───── INPUT RECORDS ─────
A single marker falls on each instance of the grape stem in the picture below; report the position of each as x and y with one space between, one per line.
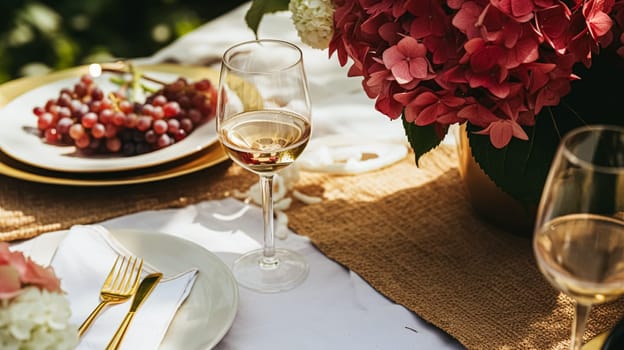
134 76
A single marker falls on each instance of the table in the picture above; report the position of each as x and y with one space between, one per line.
335 308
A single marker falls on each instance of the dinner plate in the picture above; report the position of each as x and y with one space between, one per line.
210 309
18 125
211 156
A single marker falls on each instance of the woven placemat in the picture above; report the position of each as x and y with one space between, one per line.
28 209
410 232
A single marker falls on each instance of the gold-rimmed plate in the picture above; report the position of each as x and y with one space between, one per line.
211 156
18 141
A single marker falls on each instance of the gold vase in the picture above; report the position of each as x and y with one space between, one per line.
490 202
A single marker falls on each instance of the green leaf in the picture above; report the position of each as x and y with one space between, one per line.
259 8
422 138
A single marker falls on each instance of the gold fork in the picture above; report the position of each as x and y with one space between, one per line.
119 286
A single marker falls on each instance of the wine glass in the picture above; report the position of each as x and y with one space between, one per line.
579 230
264 123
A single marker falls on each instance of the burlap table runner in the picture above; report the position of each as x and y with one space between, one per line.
408 231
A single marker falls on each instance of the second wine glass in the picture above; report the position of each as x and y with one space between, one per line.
264 124
579 232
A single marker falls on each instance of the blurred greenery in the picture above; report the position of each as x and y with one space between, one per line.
43 35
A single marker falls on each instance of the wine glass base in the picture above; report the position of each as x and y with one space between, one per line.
287 272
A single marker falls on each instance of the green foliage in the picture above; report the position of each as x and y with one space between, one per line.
259 8
421 138
41 35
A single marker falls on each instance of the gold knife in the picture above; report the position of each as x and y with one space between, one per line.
145 288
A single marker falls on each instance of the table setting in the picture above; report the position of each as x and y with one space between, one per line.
361 240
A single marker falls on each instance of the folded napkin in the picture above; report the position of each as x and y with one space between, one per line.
340 154
83 260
─────
ACTION ITEM :: The full set of entries should be transcribed exactly, pictures left aside.

OUTPUT FOR THIS EXERCISE ::
A single marker falls on each instance of the grape stem in the picture below; report the position of each as x and y with one space between, one per line.
134 76
A single marker falls on each instance of the table in the picture above; report the position of each as x and y with one space between, one per line.
335 308
A single marker falls on each instance of the dinner plate in the picture above; report the position of each as x and y with one space between, one per line.
210 309
18 125
211 156
A single marker falls on each instance of the woven placemat in the picture above; report the position of each as x and y with one space between, one per line.
28 209
410 232
A single marker falls on each instance of the gold-rimmed plate in the picture above; report the position of each as x and y with one space between, one per line.
211 156
18 141
A single marker falls on each instance of the gold vase in the picture above; report the position of each as x and y with one space between, one per line.
490 202
A single marker falls on each instance of the green leaf in the picture above; report the position of each as x and y with one space between, one per line.
259 8
422 138
A single marker falls on each instance of the gold fork in the picture above; report the position of each as x and y with one space between, one per line.
119 286
A single marker falls on each instance of the wine glass in the picture above; report the position of each as x and y with one space between, one per line.
579 230
264 123
A single marker falls on each instance of the burlap table runner in the picture above; report the position of each as x and y with one space between, one per line.
408 231
A single marker falls on each instance of the second wine glass in the picture above; report the position of each as x and y with one space between, one per line.
264 124
579 232
A single marker falls on each instance of the blurred greenery in the picture above; report the position of each as x and y with one space between, one per line.
43 35
A single marker falls on each instance of the wine glass base in the picture above; report the position of each as x and y with one space between, one per line.
287 272
A single marker falls on each instance of the green foliage in the picture above; report the position of each as x and y with one space between, one per line.
259 8
421 138
41 35
A single marker falls on each instance of the gold knife in the picture above; report the position of each as x and y with one space between, one per line.
145 288
A single marker falls on each instance of the table setting in the picture above; report the position of each as x and y with one space between, one per line.
361 240
A single marker falls on each instance of the folded napkin in the picture above; report the position of each as x and y with one space between, one per line.
340 154
83 260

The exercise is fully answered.